Please list every Zacks Consensus Estimate figure given in the passage on Coupa's results, with what each one estimates.

▸ **READING PASSAGE**:
··········

Sales have grown from $50 million in 2015 to almost $200 million in the last twelve months. The company has yet to report a profit.
Until recently, the stock price soared.
The Latest Report Seems to Raise Concerns
In the most recent quarter, according to ZACKS,
“COUP reported third-quarter fiscal 2019 non-GAAP earnings of 8 cents per share, in contrast with the Zacks Consensus Estimate of a loss of 3 cents. Notably, the company reported a loss of 5 cents in the year-ago quarter.
Revenues surged 42% from the year-ago quarter to $67.5 million, driven by growth of 42% in subscription services, which totaled $60.6 million. However, professional services & other revenues increased 51.7% to $6.9 million.”
Further, the figure surpassed the Zacks Consensus Estimate of $63 million.
The top line was primarily driven by expanding customer base. Further, rising adoption of Coupa’s platform is driving subscription services revenues and gross margin.
As of Oct 31, 2018, Coupa had cash and cash equivalents of $227.6 million, down from $282.1 million in the previous quarter. But cash flow does appear strong. Cash flow from operations came in at $27.9 million during the nine months ended Oct 31. Free cash flow was $2.6 million during the third quarter.
For fourth-quarter fiscal 2019, revenues are anticipated between $67.8 and $68.3 million. The Zacks Consensus Estimate for revenues is currently pegged at $63.9 million.
Moreover, non-GAAP income from operations is anticipated to be at a break-even. Non-GAAP net income is also anticipated to be at a break-even.
For fiscal 2019, total revenues are now expected between $253 million and $253.5 million. The Zacks Consensus Estimate for revenues is currently pegged at $244.6 million.
Non-GAAP income from operations is now anticipated between $9.5 million and $10.5 million. Non-GAAP net income is expected in the range of 11-13 cents per share.
But, the stock has been pulling back.
With a triple digit price to earnings (P/E) ratio, there may be little upside even if the company exceeds expectations.
A Trading Strategy To Benefit From Weakness
A price decline often results in higher than average options premiums. That means option buyers will be forced to pay higher than average prices for trades, But, sellers could benefit from the higher premiums.
In this case, with a bearish outlook for the short term, a call option should be sold. The call should decline in value if the stock declines and sellers of calls benefit from this decline.
Selling options can involve a great deal of risk. A spread options strategy can be used to limit the potential risk of the trade.
One strategy that traders can consider is the bear call spread. This is a trade that uses two calls with the same expiration date but different exercise prices.
Traders buy one call and sell another call. The exercise price of the call you sell will be below the exercise price of the long call. The call is sold to limit the risk of the trade. So, this strategy will always generate a credit when it is opened and will always have limited risk.

··········

▸ **DATA**:
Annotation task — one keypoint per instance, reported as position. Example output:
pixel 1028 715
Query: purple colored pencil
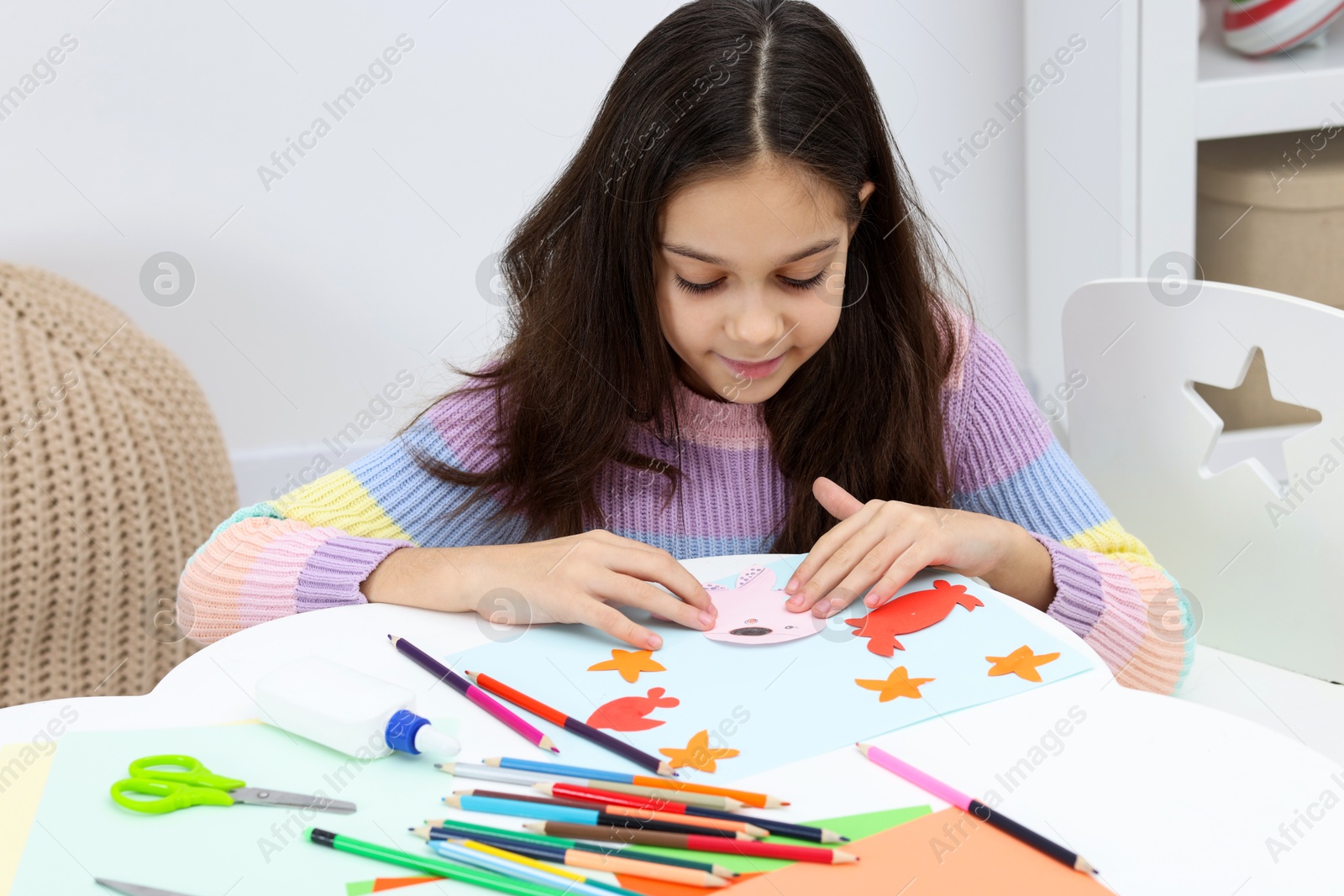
pixel 490 705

··········

▸ **THE REPLY**:
- Third-quarter fiscal 2019 earnings: a loss of 3 cents per share
- Third-quarter fiscal 2019 revenues: $63 million
- Fourth-quarter fiscal 2019 revenues: $63.9 million
- Fiscal 2019 revenues: $244.6 million